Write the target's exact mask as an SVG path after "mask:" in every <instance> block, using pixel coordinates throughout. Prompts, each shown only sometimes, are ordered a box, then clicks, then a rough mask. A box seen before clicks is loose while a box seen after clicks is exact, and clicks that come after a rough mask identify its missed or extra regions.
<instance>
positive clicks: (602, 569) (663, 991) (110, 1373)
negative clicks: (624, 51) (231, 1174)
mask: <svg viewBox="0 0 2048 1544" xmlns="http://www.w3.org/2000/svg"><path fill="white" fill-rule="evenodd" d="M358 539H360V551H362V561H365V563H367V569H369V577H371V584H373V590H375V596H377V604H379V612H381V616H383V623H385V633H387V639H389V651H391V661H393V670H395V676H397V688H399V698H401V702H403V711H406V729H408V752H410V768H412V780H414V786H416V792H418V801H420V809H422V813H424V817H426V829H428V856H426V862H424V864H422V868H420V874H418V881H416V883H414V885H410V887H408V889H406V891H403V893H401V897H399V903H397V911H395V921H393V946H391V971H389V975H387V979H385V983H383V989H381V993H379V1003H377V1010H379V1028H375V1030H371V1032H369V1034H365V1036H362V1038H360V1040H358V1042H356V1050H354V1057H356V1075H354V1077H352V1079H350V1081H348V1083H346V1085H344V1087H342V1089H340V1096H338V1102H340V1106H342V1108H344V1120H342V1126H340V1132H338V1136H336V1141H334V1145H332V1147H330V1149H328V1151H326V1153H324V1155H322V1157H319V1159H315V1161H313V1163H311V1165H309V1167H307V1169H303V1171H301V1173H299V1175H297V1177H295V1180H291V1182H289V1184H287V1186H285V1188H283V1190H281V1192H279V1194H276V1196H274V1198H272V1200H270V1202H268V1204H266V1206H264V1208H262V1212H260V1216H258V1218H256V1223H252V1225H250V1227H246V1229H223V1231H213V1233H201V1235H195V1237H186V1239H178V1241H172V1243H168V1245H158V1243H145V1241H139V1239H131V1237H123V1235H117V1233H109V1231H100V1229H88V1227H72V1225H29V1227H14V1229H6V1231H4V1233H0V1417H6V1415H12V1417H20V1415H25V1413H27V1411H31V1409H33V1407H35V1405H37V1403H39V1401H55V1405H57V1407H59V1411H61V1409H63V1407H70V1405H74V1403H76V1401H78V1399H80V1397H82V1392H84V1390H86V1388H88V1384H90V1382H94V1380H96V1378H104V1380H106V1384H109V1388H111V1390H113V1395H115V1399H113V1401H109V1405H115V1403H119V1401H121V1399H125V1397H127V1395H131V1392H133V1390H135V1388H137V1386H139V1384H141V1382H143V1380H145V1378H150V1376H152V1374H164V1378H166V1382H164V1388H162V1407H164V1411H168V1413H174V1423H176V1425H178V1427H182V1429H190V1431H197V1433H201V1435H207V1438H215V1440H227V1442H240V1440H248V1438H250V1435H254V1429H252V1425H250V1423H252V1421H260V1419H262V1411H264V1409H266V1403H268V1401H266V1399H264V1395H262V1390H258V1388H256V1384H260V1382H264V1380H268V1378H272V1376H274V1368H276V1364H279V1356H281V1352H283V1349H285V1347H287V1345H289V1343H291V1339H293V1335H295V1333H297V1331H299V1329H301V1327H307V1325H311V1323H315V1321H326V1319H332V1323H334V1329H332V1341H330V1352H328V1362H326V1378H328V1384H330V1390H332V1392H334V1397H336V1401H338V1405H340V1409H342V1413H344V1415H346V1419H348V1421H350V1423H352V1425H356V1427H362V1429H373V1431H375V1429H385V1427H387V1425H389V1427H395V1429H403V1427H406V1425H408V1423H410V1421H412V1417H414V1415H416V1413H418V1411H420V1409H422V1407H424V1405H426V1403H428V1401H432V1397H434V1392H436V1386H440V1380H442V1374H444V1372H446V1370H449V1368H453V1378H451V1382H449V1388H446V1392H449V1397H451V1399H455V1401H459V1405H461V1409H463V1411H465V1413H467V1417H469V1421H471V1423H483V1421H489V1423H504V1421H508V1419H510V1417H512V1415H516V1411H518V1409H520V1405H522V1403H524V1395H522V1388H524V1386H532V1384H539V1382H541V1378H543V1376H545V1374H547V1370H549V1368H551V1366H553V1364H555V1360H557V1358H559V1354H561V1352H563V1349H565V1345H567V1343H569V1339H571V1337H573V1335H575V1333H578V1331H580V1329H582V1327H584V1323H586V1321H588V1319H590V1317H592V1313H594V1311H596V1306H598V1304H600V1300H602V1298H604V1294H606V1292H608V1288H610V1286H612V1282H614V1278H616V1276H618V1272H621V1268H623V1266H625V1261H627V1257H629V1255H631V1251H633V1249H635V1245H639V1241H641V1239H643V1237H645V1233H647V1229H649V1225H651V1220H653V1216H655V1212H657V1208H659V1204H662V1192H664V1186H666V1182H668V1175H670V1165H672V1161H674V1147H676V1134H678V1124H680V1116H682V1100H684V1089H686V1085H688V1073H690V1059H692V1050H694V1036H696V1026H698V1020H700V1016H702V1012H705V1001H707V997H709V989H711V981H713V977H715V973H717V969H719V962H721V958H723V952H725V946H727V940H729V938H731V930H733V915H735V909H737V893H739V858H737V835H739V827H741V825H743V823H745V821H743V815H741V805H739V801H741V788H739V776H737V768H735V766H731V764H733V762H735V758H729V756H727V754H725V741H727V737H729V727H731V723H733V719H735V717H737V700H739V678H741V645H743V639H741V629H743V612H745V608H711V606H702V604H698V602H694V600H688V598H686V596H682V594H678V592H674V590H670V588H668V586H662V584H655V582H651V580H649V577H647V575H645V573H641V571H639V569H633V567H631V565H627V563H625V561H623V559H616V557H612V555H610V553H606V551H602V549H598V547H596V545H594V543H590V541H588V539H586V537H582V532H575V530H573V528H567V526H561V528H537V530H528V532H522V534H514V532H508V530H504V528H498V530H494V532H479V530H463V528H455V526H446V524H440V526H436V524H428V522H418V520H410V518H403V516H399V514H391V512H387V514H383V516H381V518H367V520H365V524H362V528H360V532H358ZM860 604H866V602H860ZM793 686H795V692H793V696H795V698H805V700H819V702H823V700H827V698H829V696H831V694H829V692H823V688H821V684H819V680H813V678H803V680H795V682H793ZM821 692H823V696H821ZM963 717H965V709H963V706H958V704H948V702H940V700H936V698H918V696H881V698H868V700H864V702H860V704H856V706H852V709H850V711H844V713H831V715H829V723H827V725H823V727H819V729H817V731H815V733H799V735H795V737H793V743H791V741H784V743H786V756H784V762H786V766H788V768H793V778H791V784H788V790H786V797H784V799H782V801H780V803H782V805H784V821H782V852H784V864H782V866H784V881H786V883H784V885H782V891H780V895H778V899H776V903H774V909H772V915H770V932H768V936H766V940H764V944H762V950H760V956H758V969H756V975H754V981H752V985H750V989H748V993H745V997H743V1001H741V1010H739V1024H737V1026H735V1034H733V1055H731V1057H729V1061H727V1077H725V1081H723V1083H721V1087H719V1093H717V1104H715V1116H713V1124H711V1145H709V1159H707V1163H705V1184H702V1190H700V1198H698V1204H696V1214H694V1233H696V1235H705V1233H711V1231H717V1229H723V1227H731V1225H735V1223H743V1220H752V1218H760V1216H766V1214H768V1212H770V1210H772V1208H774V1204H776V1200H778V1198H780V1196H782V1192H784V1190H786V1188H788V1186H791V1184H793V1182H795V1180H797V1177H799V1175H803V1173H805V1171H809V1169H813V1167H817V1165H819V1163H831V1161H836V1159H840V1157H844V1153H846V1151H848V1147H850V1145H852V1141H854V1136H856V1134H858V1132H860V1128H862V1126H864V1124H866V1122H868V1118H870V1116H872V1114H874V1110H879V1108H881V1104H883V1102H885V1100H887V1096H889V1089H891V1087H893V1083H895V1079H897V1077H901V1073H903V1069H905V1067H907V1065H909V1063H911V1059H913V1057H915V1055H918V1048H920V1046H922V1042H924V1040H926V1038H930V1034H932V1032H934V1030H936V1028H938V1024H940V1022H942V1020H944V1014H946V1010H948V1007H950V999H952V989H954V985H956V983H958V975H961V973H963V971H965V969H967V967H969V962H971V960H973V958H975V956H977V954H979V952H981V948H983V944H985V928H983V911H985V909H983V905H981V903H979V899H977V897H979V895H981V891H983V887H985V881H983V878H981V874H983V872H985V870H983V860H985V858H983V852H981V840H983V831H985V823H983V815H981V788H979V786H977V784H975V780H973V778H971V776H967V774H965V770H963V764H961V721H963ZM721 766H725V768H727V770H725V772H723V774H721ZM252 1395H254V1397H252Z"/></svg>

————

WHAT IS NEEDED:
Lines from the entries that contain the word "instance" are what the answer must hold.

THE ANSWER:
Write the target's exact mask as an SVG path after "mask:" in every <instance> block, using pixel coordinates throughout. Prompts, each shown only sometimes, are ordered a box, then clicks, then a rough mask. A box seen before clicks is loose while a box seen after clicks is exact, and clicks that come after a rough mask identify its missed or extra regions.
<instance>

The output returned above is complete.